[REQUIRED WORK] Set down each of the following lines word for word, leaving out the pictures.

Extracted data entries
— Start —

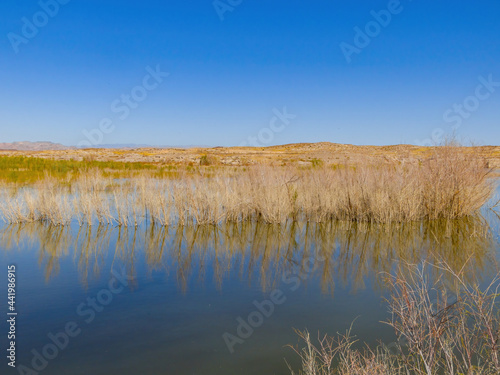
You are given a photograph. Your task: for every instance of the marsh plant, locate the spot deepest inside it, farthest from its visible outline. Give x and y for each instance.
(449, 185)
(441, 335)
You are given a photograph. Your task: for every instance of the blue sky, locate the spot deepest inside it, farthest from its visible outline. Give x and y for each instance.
(228, 78)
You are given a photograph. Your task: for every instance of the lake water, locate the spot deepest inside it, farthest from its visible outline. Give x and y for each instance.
(152, 300)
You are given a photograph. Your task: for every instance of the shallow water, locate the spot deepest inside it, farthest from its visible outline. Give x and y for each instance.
(177, 291)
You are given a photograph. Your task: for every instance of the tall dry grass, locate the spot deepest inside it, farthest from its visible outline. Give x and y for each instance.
(452, 184)
(440, 329)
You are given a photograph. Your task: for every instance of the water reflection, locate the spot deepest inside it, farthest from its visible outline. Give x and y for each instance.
(351, 253)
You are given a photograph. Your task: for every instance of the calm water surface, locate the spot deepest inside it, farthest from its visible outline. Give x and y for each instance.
(179, 291)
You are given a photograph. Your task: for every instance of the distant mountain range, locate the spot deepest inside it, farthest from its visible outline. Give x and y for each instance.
(34, 146)
(43, 146)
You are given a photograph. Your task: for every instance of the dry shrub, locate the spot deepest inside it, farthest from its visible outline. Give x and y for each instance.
(449, 185)
(440, 329)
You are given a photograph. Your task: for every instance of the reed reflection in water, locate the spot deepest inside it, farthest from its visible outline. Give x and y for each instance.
(353, 252)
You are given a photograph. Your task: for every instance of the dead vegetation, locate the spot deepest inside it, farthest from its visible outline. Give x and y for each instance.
(449, 185)
(440, 329)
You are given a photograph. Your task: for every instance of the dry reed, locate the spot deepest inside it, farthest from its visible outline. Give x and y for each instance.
(449, 185)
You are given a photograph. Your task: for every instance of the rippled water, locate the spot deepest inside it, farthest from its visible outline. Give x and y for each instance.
(168, 299)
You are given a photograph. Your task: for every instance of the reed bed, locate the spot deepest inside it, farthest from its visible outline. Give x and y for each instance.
(449, 185)
(438, 330)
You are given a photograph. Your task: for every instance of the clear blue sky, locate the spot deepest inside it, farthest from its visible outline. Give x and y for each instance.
(228, 77)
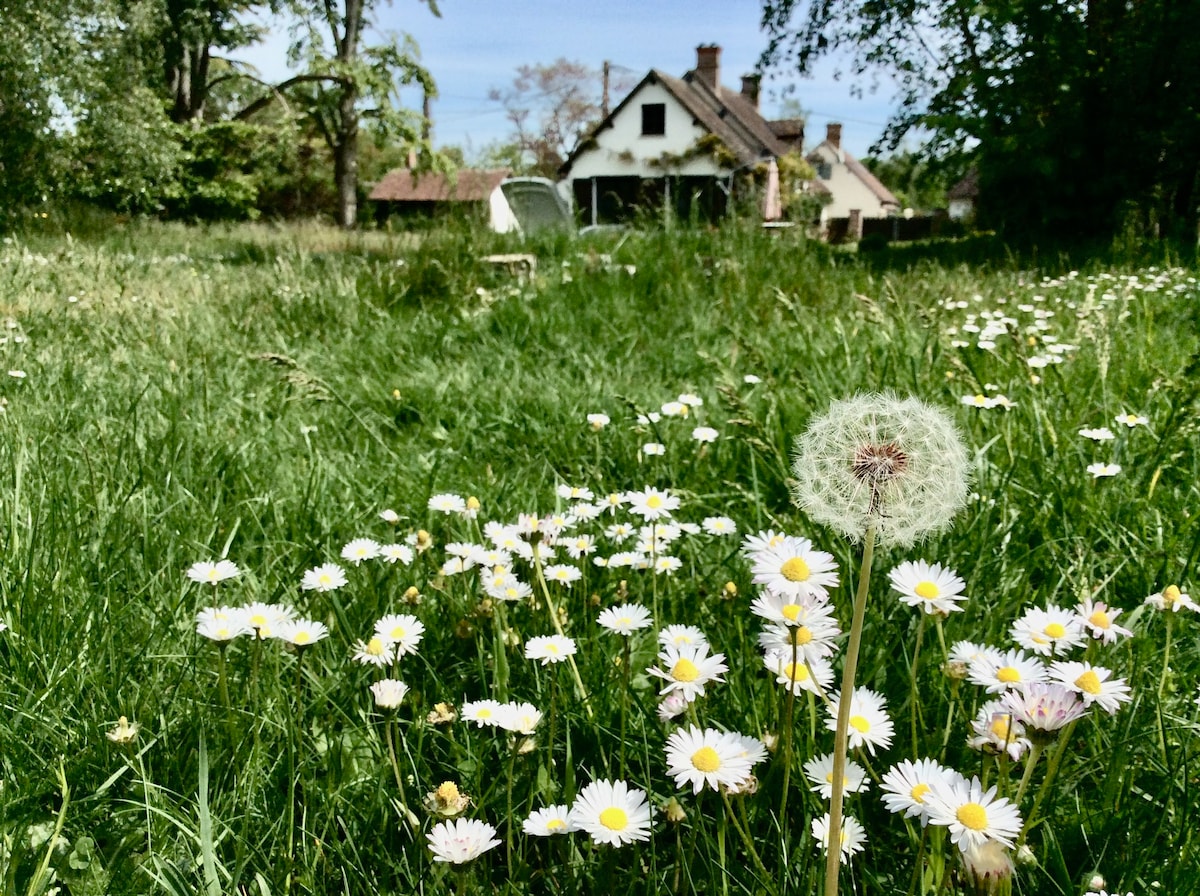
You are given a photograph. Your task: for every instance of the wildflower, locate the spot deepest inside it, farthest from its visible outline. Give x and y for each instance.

— End —

[TASK SOLUTION]
You are given a photograph. Your task: for every instance of the marsh plant, locate the spot deepest inside it, farthest from its visible outline. Give x and y for each instance.
(449, 185)
(441, 335)
You are given a photograph. Your task: for every instance of the blue sky, locate the spot deepest inside it, farthest from its visible outline. Give x and y for each instance.
(228, 78)
You are given a photograph. Your task: for every instance of the lake water, locate the spot deepest inside it, farthest from its visible outline. Give x and y for each instance.
(152, 300)
You are given a photograph. Your task: for every instance of the shallow water, locate the spot deepest inside it, farthest from its visible outline. Give x and y for each instance.
(177, 291)
You are given a photograph. Your task: for every instance of the tall dry grass, locate the spot deepest inside it, farthest from its visible outline. Give x and y for each instance.
(452, 184)
(440, 329)
You are given a photograph. Your task: for every instance of the water reflection, locate the spot deepest inside it, farthest from its visible outline. Give x and y for each instance.
(351, 253)
You are given a photograph. Your task: for every instance of the calm water surface, locate the spot deepest inside it, farthest from its visible outline. Give x and y for each instance.
(179, 291)
You are given a photograph. Your task: for every instance of the distant mountain range, locate the spot deepest inside it, farthest from its visible outline. Give x and y for each instance.
(34, 146)
(43, 146)
You are given a photograph. Your task: for every instance of the dry shrub, locate the spot deepest inside it, farthest from its visible outline. Give x and y for each instance.
(449, 185)
(440, 329)
You are given a photograph. Your task: for every instance of the reed reflection in water, locate the spot deepest inside it, farthest from its visible outline. Give x and y for each instance.
(353, 252)
You are given a photograph. Your task: for every instance of the dead vegetation, locate the spot deepest inside it, farthest from its visible outline. Give x and y for each instance.
(449, 185)
(440, 329)
You are given a photograph. Your task: for every instance of the dry reed, locate the spot deepest inside it, farthest from its visible outline. Give x and y for each instance.
(449, 185)
You are given a photograph. Your task: for every instance of the rippled water, locate the spot deepest inside it, farthest from its visible outline. Give x and y for each instance.
(168, 299)
You are given a photograph. Your task: for every instance of the reed bed, locate the spot deepest inside it, farthest from its visible outline. Give x and y for each instance.
(449, 185)
(438, 330)
You are given a photograph. Your task: for every instance of the clear blue sky, locate the spot deepest inside it, farthest from its visible outline. Give x and y for each instance.
(228, 77)
You are given a photograph. Your task: for every instance of the wildflower, locate the spot deepest inside it, farthest from its visible outline. Give x and y for each instance.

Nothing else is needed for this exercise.